ACTIVITY 1:
Answer these questions from the text on Marol below, one line each, marked (a), (b), (c) as here.
(a) In which suburb of Mumbai is Marol a locality?
(b) Which three villages did Nagarshah's relatives demand as fiefs?
(c) Under whose rule did Marol have a large number of East Indians?
ACTIVITY 2:
Decide whether each statement agrees with the text on Marol below. Answer yes or no, and quote the words that settle it.
(a) Mahikavatichi Bakhar is a Marathi-language text.
(b) Nagarshah granted his relatives' demand for fiefs.
(c) In the 14th century, Nagarshah's family ruled as a vassal of the Delhi Sultanate.
ACTIVITY 3: Resume the text on Marol below, starting after its last sentence.

EXTRACT:
***
Marol is a locality in the suburb of Andheri (East) in Mumbai, India.

==History==

Marol is mentioned as the name of a village in Mahikavatichi Bakhar, a 15th-17th century Marathi-language text of doubtful veracity. According to the text, in the 13th century, Nagarshah - the king of Ghandivi (Gandevi) - conquered the present-day Mumbai region. Three of his relatives demanded the villages of Malad, Marol and Thane as fiefs as a reward for their good performance in this military campaign. When Nagarshah refused their demand, they allied with king Ramdev-rao (Rama-deva) of Devagiri. The area briefly came under the control of Ramdev-rao's son Bimb-dev (Bhima), but Nagarshah's family soon regained control over it, and ruled as a vassal of the Delhi Sultanate in the 14th century. Subsequently, the Mumbai area was successively ruled by some local families, the Muzaffarids of Gujarat, and the Portuguese. Under the Portuguese rule, Marol had a large number of East Indians, who continued to be prominent during the succeeding British rule.
***
GIVEN RECORDS:
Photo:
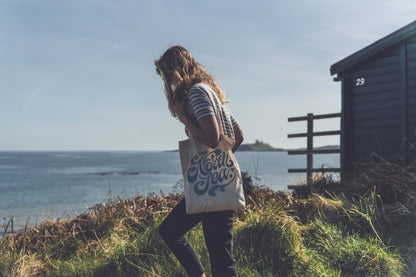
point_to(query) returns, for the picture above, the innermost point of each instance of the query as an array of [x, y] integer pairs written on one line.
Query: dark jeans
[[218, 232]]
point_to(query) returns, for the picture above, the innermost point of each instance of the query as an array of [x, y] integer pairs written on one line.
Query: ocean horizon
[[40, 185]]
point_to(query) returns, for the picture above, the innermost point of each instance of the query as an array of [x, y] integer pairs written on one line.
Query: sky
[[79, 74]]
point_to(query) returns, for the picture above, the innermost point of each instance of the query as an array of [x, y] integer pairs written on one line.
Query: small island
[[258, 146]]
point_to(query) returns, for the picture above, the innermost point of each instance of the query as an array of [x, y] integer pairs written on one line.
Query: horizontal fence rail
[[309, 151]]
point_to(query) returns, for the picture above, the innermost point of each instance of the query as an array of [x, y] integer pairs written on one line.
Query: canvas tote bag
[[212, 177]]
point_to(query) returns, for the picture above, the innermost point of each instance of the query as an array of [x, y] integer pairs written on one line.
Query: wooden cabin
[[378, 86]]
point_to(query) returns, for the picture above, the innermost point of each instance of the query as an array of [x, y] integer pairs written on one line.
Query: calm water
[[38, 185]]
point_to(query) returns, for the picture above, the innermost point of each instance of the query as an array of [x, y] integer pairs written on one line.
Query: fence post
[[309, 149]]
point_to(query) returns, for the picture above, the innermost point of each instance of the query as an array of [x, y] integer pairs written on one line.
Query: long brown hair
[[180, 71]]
***
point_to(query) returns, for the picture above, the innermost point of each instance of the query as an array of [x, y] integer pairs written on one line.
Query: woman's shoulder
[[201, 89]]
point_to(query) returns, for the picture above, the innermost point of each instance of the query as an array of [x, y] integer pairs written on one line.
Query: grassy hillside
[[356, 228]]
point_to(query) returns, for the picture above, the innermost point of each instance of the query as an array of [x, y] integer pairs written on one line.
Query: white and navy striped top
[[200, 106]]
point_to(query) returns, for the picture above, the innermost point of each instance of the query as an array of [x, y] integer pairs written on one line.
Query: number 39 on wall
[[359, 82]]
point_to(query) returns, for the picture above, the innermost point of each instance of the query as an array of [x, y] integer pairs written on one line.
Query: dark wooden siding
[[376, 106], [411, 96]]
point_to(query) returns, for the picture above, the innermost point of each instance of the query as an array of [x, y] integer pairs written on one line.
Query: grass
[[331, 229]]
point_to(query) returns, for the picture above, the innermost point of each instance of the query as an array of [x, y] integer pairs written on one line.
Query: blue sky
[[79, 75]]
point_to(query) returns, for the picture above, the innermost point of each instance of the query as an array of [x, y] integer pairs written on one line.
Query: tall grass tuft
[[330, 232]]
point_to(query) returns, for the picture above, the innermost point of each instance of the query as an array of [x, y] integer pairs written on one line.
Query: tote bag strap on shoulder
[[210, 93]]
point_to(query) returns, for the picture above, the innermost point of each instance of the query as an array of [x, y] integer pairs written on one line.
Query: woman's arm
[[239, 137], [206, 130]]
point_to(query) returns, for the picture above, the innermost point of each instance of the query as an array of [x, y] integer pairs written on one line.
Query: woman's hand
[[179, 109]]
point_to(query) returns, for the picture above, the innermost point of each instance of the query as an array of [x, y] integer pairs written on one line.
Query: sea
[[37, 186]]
***
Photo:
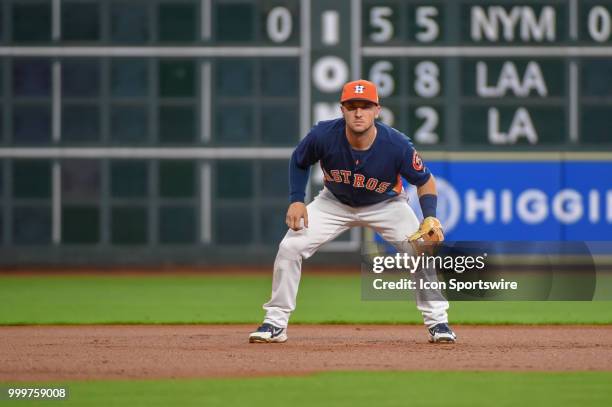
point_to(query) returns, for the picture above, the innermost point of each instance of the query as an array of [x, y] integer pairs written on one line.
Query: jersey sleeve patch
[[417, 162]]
***
TASK RESPONSE 1:
(a) Andheri (East)
(b) Malad, Marol and Thane
(c) Portuguese rule

TASK RESPONSE 2:
(a) Yes: "a 15th-17th century Marathi-language text of doubtful veracity"
(b) No: "When Nagarshah refused their demand"
(c) Yes: "ruled as a vassal of the Delhi Sultanate in the 14th century"

TASK RESPONSE 3:
==Geography==
Marol consists of the areas Marol village, Marol Naka, Marol Pipeline, Marol Depot, Marol Maroshi, Military Road, Bhavaninagar, Vijay Nagar, Marol Police Camp, parts of JB Nagar and parts of Marol MIDC. It is near to the international airport. The Marol-Maroshi Road stretches from Marol Naka up to Maroshi Naka (in Aarey colony), beyond which is the Picnic Spot. Marol Mapkhan Nagar and the Marol Church Road are the two diversions, the latter one also leads to Marol Pipeline.

Marol Village is home to a large number of Christians, with the St. John the Evangelist Church which has been established since 1579 and its high school.

Marol Fire Brigade is at Marol Naka.

Police Camp is at the end of Marol and is home to the families of people working for the Maharashtra Police. It is mainly the base camp for the State Armed Constabulary. It also has a Police Training Centre where police recruitment is held and newly recruited officers receive their training.

The oldest housing colony in the area is a group of 11 buildings on Military Road called Blossom Society. The first occupants arrived here in 1968.

==Transport==
===Roads===
Marol is strategically located close to the Western Express Highway and in close proximity to Andheri railway station. Located off the Andheri-Kurla and Andheri-Ghatkopar link roads, it has good east–west connectivity.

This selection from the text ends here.